┌────────
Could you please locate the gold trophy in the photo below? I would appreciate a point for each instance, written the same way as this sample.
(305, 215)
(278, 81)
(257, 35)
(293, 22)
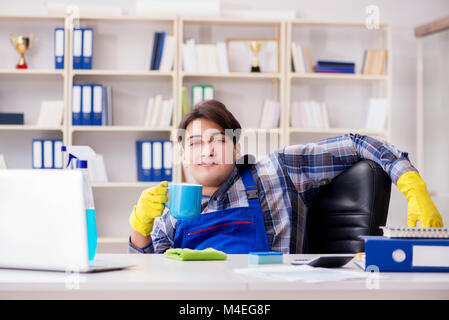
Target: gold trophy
(255, 48)
(22, 44)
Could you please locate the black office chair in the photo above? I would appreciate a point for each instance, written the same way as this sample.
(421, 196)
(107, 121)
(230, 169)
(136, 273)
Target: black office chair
(355, 203)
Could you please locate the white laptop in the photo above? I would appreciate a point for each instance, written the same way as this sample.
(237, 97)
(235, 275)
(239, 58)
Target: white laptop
(43, 222)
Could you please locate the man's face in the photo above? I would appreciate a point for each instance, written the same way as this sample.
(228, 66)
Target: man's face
(208, 153)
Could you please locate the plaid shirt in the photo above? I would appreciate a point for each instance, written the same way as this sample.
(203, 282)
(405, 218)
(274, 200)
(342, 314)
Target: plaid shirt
(287, 180)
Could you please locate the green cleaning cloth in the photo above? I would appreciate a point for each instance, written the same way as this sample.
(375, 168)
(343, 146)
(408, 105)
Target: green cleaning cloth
(190, 254)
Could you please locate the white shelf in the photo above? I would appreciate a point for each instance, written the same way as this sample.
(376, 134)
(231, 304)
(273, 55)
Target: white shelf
(335, 76)
(124, 184)
(118, 129)
(334, 23)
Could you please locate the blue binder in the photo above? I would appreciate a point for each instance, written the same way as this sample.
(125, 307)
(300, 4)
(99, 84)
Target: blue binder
(167, 155)
(406, 254)
(77, 100)
(144, 160)
(157, 153)
(57, 154)
(97, 105)
(59, 48)
(155, 50)
(88, 46)
(86, 105)
(77, 48)
(37, 152)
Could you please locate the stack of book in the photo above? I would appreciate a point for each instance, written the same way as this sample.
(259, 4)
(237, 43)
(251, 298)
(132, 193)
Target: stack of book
(269, 117)
(309, 114)
(374, 62)
(205, 58)
(327, 66)
(91, 105)
(154, 160)
(159, 112)
(301, 59)
(163, 52)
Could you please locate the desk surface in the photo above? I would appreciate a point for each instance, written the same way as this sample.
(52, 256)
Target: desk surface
(157, 277)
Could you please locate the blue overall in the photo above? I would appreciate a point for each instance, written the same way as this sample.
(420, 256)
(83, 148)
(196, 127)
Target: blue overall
(233, 230)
└────────
◆ What you have to do
Can you render every line of the records above as a JSON list of strings, with one string per line, no blank lines, and the picture left out?

◆ Completed exercise
[
  "Could you please locate the gold trophy in the photo below? I would appreciate a point for each instance, written the same way as this sample.",
  "(305, 215)",
  "(278, 81)",
  "(257, 35)",
  "(293, 22)",
  "Target: gold trophy",
  "(255, 48)",
  "(22, 44)",
  "Could you please locate the black office chair in the photo above? I would appreciate a point for each instance, written the same way as this sample.",
  "(421, 196)",
  "(107, 121)",
  "(230, 169)",
  "(136, 273)",
  "Target: black office chair",
  "(355, 203)",
  "Could you please locate the white laptop in the photo above? I would appreciate a point for each instance, written the same way as this sample.",
  "(237, 97)",
  "(235, 275)",
  "(239, 58)",
  "Target: white laptop",
  "(43, 222)",
  "Could you please locate the man's face in the photo above? I would appreciate a point for each instance, written the same way as this sample.",
  "(228, 66)",
  "Target: man's face",
  "(208, 153)",
  "Could you please locate the plaid shirt in the photo above? I would appreciate a point for each instance, written the same way as this sample.",
  "(203, 282)",
  "(405, 218)",
  "(274, 200)",
  "(342, 314)",
  "Target: plaid shirt",
  "(287, 180)",
  "Could you please locate the green cleaning cloth in the photo above? I would appreciate a point for each instance, written the same way as this sample.",
  "(375, 168)",
  "(343, 146)",
  "(408, 105)",
  "Target: green cleaning cloth",
  "(190, 254)",
  "Could you please locate the white shelf in the photo above? I would appreciate a point for each instance, written the same way as this sample.",
  "(376, 134)",
  "(231, 304)",
  "(273, 55)",
  "Target: white shelf",
  "(335, 76)",
  "(124, 184)",
  "(118, 129)",
  "(334, 23)",
  "Could you please locate the blue binder in the photo above? I would appreciate a point for each instance, written the same way as this sample.",
  "(125, 307)",
  "(300, 4)",
  "(99, 84)",
  "Target: blue binder",
  "(167, 155)",
  "(406, 254)",
  "(77, 100)",
  "(144, 160)",
  "(157, 153)",
  "(57, 154)",
  "(97, 105)",
  "(59, 48)",
  "(155, 50)",
  "(88, 46)",
  "(86, 105)",
  "(77, 48)",
  "(37, 152)",
  "Could you please locate the stack of book in the photo above? I would appreciate a point for each instance, written the same way as this sample.",
  "(259, 4)",
  "(237, 43)",
  "(251, 298)",
  "(132, 193)",
  "Target: stack of book",
  "(269, 117)",
  "(309, 114)",
  "(374, 62)",
  "(205, 58)",
  "(327, 66)",
  "(91, 105)",
  "(154, 160)",
  "(159, 112)",
  "(301, 59)",
  "(163, 52)",
  "Could you please locate the desk surface in the photo above? I would appreciate a point for each instance, written the same way as this sample.",
  "(52, 256)",
  "Target: desk surface",
  "(157, 277)",
  "Could you please locate the blue overall in the photo above? I would appreciate a point for each instance, written the same way as this sample.",
  "(420, 256)",
  "(83, 148)",
  "(196, 127)",
  "Target: blue overall",
  "(233, 230)"
]